TASK DESCRIPTION — Beginning with the first line of the entries below, quote each line until you reach and include the line with "Target: carved stone urn".

DATA TO EXAMINE —

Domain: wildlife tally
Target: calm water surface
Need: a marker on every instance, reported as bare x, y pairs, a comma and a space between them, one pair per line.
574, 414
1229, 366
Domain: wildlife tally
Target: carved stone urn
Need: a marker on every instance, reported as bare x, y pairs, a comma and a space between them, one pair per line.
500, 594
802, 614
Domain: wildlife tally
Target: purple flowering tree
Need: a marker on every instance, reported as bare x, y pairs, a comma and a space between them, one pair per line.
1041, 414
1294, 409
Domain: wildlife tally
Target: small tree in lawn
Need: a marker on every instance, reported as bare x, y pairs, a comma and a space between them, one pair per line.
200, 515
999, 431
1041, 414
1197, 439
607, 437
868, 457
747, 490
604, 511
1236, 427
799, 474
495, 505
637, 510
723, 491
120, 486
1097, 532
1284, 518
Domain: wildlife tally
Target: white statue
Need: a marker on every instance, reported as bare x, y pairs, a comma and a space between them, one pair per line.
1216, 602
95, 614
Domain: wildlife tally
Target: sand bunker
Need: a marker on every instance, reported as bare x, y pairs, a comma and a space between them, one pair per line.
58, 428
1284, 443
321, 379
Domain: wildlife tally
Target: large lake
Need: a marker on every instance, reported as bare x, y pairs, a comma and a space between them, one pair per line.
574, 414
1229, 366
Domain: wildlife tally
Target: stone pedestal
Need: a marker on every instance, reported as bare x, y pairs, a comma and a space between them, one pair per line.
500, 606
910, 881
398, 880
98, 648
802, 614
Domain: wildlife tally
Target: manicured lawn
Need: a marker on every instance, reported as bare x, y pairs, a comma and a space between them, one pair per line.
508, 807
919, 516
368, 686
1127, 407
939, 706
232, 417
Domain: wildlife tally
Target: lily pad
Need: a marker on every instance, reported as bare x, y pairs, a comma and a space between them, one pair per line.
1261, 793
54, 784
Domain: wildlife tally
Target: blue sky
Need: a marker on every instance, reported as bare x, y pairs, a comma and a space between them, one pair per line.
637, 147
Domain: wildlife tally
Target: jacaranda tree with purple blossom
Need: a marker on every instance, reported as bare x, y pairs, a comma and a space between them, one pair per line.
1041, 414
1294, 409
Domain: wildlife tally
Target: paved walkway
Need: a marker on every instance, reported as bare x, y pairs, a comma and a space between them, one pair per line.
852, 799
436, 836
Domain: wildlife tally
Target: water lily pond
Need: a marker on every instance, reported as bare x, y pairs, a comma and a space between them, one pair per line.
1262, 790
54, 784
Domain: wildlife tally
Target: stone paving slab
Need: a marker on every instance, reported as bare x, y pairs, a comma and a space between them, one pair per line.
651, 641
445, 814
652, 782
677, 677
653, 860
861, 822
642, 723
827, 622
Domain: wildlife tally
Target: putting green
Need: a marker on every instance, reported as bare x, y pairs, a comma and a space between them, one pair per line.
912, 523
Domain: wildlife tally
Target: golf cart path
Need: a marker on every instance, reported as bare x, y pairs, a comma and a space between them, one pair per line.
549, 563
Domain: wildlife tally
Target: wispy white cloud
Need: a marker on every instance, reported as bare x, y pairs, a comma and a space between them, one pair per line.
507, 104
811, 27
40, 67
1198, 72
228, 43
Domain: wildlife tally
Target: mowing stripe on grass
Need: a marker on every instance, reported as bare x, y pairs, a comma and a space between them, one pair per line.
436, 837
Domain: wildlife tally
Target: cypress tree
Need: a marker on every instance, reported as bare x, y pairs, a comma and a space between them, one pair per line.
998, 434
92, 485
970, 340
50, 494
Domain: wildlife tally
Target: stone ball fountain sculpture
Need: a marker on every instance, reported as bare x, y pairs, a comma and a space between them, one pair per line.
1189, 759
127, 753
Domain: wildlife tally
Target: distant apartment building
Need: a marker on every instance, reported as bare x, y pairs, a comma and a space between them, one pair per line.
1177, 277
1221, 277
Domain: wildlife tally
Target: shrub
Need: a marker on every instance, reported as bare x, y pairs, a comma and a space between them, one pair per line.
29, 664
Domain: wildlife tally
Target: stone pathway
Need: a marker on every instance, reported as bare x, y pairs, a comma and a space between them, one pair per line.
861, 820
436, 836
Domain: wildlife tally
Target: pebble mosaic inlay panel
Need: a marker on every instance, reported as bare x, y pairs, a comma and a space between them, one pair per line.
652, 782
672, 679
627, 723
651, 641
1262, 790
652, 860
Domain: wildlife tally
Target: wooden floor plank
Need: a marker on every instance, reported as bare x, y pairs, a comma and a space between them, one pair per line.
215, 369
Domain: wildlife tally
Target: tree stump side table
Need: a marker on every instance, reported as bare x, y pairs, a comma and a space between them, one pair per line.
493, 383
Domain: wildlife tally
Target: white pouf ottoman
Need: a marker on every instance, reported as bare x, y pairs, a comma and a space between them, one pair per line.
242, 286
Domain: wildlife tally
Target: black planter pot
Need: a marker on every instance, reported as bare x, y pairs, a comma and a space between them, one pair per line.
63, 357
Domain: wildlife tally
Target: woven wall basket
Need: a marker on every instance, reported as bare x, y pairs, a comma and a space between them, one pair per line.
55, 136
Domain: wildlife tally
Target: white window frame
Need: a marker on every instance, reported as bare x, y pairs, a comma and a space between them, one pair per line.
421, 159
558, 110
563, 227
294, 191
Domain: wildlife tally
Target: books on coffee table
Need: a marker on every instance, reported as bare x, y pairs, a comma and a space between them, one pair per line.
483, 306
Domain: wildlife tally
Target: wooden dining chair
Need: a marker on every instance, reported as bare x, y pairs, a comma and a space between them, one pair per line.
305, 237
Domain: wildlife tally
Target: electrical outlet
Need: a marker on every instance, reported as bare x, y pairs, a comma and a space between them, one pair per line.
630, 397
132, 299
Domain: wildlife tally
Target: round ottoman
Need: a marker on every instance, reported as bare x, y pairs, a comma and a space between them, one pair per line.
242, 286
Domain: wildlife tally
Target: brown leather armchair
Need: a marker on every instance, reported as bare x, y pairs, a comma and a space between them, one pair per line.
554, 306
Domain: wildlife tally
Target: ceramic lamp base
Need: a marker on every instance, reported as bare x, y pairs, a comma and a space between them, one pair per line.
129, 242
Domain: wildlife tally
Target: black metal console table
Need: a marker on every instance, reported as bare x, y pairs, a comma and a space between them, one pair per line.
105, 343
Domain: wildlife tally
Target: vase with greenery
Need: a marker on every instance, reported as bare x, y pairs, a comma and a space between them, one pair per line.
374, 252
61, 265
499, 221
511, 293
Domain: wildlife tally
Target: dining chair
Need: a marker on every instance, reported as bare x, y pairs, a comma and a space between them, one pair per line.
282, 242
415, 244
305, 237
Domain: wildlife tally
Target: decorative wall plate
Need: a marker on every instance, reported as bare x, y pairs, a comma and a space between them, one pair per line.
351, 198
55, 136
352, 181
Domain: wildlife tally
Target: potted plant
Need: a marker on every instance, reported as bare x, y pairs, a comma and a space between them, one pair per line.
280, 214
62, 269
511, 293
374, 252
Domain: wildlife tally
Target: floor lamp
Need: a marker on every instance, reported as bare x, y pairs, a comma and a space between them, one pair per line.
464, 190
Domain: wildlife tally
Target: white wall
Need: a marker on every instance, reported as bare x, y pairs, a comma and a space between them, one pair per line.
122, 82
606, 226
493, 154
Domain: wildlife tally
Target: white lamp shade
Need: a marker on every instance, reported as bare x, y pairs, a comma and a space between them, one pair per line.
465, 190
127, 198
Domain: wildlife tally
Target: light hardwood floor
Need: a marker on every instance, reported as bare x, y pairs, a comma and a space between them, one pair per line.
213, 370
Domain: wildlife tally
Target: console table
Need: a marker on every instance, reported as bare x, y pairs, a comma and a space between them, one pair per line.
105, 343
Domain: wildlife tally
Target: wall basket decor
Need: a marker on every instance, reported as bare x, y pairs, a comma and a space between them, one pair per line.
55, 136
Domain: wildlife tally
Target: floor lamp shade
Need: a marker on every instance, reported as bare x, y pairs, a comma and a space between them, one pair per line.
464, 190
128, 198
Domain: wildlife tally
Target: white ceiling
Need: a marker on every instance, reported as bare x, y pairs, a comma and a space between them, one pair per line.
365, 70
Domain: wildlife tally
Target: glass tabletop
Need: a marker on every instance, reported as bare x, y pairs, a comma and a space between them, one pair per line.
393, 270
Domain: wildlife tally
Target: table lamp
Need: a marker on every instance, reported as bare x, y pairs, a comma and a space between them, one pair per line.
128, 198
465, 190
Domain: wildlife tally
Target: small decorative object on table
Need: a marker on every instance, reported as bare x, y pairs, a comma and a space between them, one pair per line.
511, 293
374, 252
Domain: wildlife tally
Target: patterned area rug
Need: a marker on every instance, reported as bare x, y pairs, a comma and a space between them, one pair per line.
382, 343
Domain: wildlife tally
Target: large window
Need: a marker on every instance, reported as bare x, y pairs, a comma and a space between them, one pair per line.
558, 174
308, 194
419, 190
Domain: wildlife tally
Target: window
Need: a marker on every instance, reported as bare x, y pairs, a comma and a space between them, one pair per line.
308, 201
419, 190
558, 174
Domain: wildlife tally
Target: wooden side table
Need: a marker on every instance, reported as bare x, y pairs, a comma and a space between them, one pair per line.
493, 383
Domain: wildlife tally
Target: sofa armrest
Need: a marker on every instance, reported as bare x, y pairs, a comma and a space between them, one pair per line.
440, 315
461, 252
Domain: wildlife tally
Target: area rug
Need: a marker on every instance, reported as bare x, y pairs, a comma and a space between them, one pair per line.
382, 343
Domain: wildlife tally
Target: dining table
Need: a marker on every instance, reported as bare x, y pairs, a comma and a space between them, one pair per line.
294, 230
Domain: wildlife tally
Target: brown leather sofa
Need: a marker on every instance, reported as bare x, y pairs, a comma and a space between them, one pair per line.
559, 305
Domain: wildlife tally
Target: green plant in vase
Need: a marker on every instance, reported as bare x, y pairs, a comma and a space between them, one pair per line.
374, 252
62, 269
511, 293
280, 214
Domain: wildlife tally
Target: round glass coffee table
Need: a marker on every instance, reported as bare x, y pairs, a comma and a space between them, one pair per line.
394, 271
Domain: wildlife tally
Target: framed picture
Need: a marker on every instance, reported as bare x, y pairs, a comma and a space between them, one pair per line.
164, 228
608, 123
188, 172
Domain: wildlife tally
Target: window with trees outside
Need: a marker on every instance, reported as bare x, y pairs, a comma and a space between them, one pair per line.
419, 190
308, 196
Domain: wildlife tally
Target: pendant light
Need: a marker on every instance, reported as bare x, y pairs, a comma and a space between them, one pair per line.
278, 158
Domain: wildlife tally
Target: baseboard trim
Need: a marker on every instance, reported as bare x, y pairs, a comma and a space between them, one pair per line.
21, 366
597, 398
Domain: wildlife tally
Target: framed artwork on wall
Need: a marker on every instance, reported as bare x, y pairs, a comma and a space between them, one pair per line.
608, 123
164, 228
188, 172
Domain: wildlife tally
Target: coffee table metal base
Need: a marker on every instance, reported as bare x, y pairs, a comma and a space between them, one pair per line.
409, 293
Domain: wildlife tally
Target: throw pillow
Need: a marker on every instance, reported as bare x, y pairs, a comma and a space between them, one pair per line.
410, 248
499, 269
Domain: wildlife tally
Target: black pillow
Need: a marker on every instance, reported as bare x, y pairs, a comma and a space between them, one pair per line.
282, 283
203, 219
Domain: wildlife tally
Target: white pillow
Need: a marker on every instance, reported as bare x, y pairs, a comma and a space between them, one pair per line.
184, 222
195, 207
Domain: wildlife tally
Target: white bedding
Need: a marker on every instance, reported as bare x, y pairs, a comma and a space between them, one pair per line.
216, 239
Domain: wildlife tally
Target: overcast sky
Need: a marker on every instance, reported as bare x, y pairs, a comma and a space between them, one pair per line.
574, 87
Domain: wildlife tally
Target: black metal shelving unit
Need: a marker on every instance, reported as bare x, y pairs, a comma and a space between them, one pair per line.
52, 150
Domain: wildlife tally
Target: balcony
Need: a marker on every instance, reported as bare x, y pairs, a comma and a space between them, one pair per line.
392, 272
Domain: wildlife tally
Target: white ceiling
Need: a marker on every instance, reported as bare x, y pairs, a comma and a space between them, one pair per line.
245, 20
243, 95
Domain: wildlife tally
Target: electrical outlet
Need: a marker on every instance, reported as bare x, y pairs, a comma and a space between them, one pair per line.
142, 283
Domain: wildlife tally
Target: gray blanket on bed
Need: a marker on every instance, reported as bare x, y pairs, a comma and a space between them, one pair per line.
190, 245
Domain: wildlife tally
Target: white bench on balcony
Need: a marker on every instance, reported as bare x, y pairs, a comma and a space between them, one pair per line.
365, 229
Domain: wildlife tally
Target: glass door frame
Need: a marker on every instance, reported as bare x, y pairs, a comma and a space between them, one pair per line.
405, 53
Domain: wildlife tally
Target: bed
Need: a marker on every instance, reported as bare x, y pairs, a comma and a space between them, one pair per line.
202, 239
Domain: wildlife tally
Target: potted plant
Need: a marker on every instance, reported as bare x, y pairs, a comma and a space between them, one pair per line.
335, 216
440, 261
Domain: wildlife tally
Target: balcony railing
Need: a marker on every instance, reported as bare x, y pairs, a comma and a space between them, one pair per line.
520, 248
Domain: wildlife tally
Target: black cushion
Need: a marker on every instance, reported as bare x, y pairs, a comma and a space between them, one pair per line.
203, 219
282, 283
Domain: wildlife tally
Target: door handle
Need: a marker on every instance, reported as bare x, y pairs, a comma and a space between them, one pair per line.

RESPONSE AREA —
Domain: wildlife tally
Target: calm water surface
Need: a marker on every instance, reported as bare x, y pairs, a comma and a space between them, one pair per line.
574, 414
1229, 366
Domain: wildlife tally
Target: carved stone urn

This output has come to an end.